Problem to solve.
Produce a word-for-word copy of the listing below without its pictures.
-------- Task data
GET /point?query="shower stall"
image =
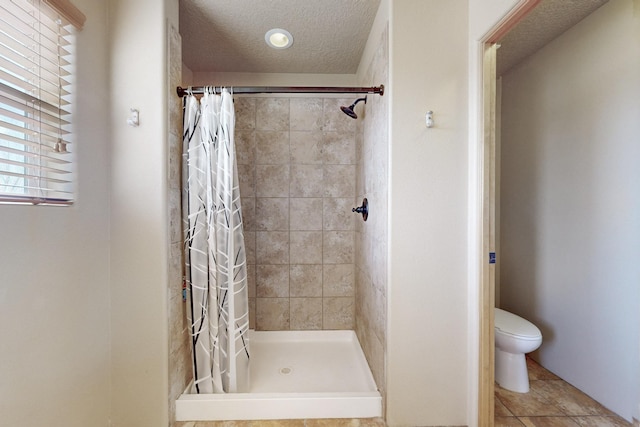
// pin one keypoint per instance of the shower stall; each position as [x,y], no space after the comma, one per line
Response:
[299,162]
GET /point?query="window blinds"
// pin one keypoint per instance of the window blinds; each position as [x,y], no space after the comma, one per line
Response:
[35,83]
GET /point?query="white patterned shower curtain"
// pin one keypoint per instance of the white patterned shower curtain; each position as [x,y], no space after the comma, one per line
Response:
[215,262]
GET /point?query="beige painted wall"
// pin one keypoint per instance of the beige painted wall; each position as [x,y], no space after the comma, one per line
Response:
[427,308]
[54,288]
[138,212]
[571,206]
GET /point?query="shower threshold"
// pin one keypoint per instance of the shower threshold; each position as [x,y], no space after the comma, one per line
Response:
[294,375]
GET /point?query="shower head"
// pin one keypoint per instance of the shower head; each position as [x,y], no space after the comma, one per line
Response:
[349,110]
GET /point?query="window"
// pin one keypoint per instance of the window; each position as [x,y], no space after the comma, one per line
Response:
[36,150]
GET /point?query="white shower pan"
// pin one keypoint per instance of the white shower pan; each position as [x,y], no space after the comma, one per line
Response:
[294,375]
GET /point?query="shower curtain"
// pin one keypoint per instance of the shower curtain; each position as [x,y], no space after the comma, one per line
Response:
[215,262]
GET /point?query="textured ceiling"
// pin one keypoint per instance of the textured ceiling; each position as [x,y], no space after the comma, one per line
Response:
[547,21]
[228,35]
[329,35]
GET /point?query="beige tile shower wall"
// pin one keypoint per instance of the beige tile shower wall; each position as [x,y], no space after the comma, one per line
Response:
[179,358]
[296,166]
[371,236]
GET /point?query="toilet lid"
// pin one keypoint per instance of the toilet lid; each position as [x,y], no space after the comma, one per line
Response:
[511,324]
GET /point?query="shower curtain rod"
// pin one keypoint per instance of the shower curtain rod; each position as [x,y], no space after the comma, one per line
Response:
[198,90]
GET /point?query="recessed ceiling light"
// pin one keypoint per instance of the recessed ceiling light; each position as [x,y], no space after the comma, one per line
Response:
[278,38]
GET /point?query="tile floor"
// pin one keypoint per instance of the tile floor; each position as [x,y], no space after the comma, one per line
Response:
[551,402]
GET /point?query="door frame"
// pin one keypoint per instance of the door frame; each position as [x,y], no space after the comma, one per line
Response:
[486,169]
----------------
Task answer.
GET /point?query="shower stall"
image =
// pin one keypoint per instance of the shower stall; each position as [x,y], no space after the comma, one per line
Response:
[299,162]
GET /point?query="window blinds"
// pin one keypoint per instance of the window blinds; each position as [x,y], no space after the comma, one per line
Response:
[35,83]
GET /point?query="white patterned shower curtain"
// pin one keypoint per instance of the white patterned shower curtain; each position as [x,y], no space after the comma, one per line
Response:
[215,262]
GET /point?query="beige painted wall"
// pin one keypoint per instance of the beige painted wall; each position as [x,y], no space after the comma, one per line
Response:
[427,308]
[54,288]
[138,212]
[571,206]
GET /point?query="shower threshold"
// pin one keypoint per instance of the shower threshold; each position as [x,y], no space after the comma, one per line
Response:
[294,375]
GET /point?query="shower head"
// pin one keypoint per instance of the shower head; each position as [x,y], no space after the comma, one per line
Response:
[349,110]
GET /point?query="window"
// pin one keypoint per instance of the window; each position as [x,y], no space after the comma, one per line
Response:
[36,150]
GET /point?query="white shower pan"
// pin one keypoint per instance of the white shower pan; each position as [x,y], no space after the comma, one per line
Response:
[294,375]
GET /point?query="shower curtain"
// pin one keypoint per instance of the shower curtain; each position as [x,y], no space after the comma, one per line
Response:
[215,262]
GET /point?query="textured ceiling"
// pin one keypoint per instance of the textured ceiling; each position as [x,y], no space after the comma, one per line
Response:
[547,21]
[228,35]
[329,35]
GET /point?query="beige tile shower wall"
// pin one keypoint per instance of the beige tile shower wall; each position as [x,y], no space after the comma, one per line
Response:
[179,358]
[296,166]
[371,236]
GET /point?query="toilet lid"
// pin one keypoint per instance of the toilet lid; each position as [x,y], no space after the comma, one per line
Response:
[511,324]
GET /point?query="shower curtain rod"
// pin one keypoint per instance of the shower curtain rod; each position as [x,y], no space after the comma, one per line
Response:
[198,90]
GET /point?query="recessed ceiling light"
// pin one keypoint per instance of the recessed ceiling light; each position as [x,y], no space after the comma, one per line
Response:
[278,38]
GET /point?query="tile floor"
// pin one keypoint per instance of the tile floor; each position as [x,y], no space after the comma, one per line
Response:
[551,402]
GET /point?query="door frame"
// pin one keypoint per instance of the door frame; each position as [x,y], no space after the comma, one per line
Response:
[486,169]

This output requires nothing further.